Input material:
§
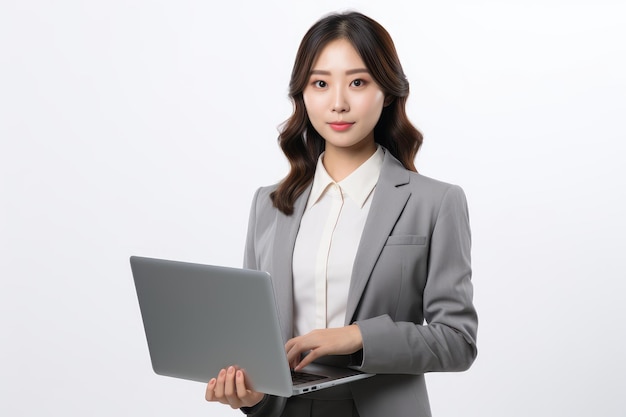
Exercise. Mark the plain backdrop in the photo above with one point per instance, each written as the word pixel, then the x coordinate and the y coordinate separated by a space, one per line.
pixel 144 127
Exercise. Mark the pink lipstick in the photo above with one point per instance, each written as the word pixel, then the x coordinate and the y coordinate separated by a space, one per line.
pixel 340 126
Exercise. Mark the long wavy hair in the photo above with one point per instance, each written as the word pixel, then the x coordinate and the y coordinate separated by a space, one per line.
pixel 301 143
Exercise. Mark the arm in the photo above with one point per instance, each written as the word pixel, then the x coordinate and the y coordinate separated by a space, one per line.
pixel 448 341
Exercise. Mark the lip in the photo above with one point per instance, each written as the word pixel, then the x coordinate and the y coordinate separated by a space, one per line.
pixel 340 126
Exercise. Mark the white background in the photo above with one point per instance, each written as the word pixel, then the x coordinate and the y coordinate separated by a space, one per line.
pixel 144 127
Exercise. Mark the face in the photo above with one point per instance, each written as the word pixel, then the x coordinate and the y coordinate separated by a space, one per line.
pixel 342 99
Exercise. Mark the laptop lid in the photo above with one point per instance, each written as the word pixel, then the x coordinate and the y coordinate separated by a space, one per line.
pixel 199 319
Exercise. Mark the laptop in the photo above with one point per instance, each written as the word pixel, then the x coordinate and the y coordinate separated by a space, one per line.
pixel 199 319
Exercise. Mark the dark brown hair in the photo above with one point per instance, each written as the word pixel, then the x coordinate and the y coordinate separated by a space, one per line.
pixel 301 143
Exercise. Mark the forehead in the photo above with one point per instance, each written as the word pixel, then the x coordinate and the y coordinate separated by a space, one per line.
pixel 338 54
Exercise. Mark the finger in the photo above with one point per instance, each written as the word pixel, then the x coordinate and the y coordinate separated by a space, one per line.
pixel 210 393
pixel 230 391
pixel 306 360
pixel 219 385
pixel 242 390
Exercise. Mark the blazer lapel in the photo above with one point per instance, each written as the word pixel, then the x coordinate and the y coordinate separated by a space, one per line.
pixel 282 271
pixel 387 205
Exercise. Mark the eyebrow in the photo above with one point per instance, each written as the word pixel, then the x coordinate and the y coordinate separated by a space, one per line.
pixel 349 72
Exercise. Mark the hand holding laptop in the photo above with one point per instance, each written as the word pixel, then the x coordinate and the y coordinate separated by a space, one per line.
pixel 230 387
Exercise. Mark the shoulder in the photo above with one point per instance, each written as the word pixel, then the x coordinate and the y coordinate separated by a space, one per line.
pixel 428 189
pixel 262 206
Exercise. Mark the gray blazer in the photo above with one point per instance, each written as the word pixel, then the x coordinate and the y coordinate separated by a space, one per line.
pixel 412 267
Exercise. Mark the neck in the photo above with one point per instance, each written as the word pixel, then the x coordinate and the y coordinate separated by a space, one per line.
pixel 341 162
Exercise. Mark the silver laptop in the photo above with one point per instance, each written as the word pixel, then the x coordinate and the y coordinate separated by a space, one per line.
pixel 199 319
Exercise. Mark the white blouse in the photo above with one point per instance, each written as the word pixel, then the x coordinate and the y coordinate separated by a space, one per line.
pixel 327 242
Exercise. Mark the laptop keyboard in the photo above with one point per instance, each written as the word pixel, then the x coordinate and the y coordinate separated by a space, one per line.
pixel 302 377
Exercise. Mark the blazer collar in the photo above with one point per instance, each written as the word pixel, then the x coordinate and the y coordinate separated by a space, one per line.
pixel 388 203
pixel 284 241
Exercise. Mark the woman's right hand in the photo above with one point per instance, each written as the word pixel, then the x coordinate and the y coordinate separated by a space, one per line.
pixel 230 388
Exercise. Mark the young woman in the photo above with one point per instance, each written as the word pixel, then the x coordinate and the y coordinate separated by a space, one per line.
pixel 370 260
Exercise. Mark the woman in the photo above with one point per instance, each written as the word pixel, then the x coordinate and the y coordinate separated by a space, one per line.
pixel 362 249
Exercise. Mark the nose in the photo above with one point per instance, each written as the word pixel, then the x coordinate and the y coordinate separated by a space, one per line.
pixel 340 102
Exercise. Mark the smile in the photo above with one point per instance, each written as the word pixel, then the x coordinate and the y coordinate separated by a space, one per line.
pixel 340 126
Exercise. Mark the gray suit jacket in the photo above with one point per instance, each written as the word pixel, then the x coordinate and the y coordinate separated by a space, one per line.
pixel 412 267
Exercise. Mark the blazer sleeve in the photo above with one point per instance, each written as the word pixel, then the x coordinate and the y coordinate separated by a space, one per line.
pixel 448 341
pixel 249 255
pixel 270 405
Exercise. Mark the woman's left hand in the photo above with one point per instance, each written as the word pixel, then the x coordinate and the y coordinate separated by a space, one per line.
pixel 321 342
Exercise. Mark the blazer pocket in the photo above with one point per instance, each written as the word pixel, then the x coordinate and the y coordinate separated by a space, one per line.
pixel 406 240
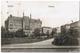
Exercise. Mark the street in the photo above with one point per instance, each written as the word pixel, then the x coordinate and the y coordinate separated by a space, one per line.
pixel 43 46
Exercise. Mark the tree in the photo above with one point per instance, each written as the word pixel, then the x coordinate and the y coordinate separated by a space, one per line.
pixel 20 33
pixel 36 32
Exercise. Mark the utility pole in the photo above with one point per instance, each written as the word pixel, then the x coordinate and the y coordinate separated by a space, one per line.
pixel 29 24
pixel 22 23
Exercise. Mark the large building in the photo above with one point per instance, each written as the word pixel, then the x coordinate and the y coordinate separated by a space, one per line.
pixel 26 23
pixel 76 26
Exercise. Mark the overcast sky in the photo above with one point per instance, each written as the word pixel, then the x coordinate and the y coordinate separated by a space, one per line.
pixel 62 12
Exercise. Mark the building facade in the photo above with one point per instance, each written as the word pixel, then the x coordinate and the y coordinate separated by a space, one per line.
pixel 28 25
pixel 46 30
pixel 76 26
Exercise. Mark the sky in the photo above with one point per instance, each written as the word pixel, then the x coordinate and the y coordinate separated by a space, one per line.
pixel 62 12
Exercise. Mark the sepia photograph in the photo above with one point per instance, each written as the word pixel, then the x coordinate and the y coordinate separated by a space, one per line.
pixel 40 26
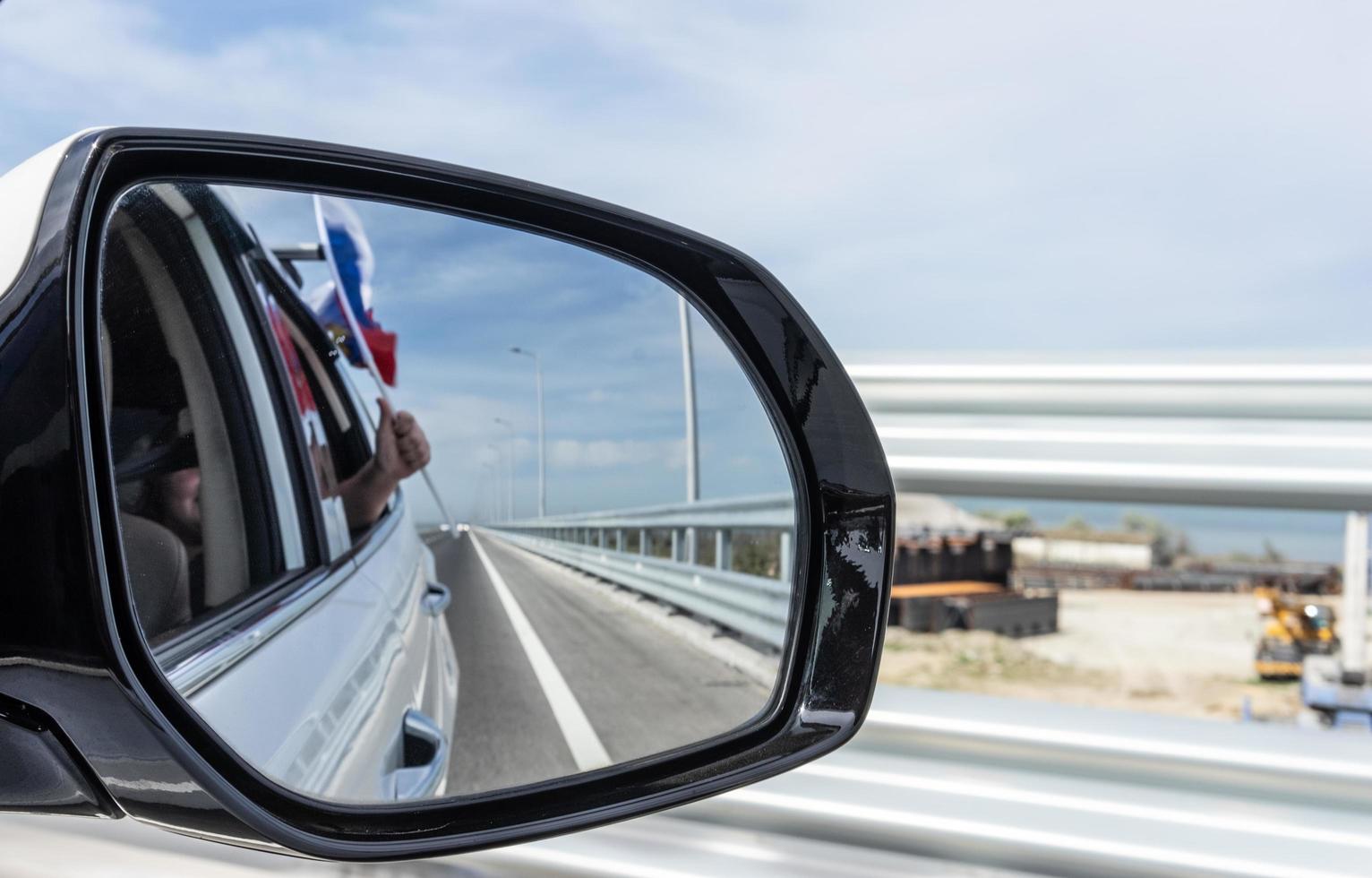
§
Task:
List every line of the data above that contains the word "building", counting only matches with the same capitalization.

Exercise output:
Exercise. Mark the large building in the photo above with one point per instance, each written as the word pixel, then the x coordinate and the y coordinate separated by a space, one per line.
Exercise. Mark the building facade in the photo above with one point per instance, each written as the word pixel, then the x coordinate and the y coordinate separated by a space, one per line.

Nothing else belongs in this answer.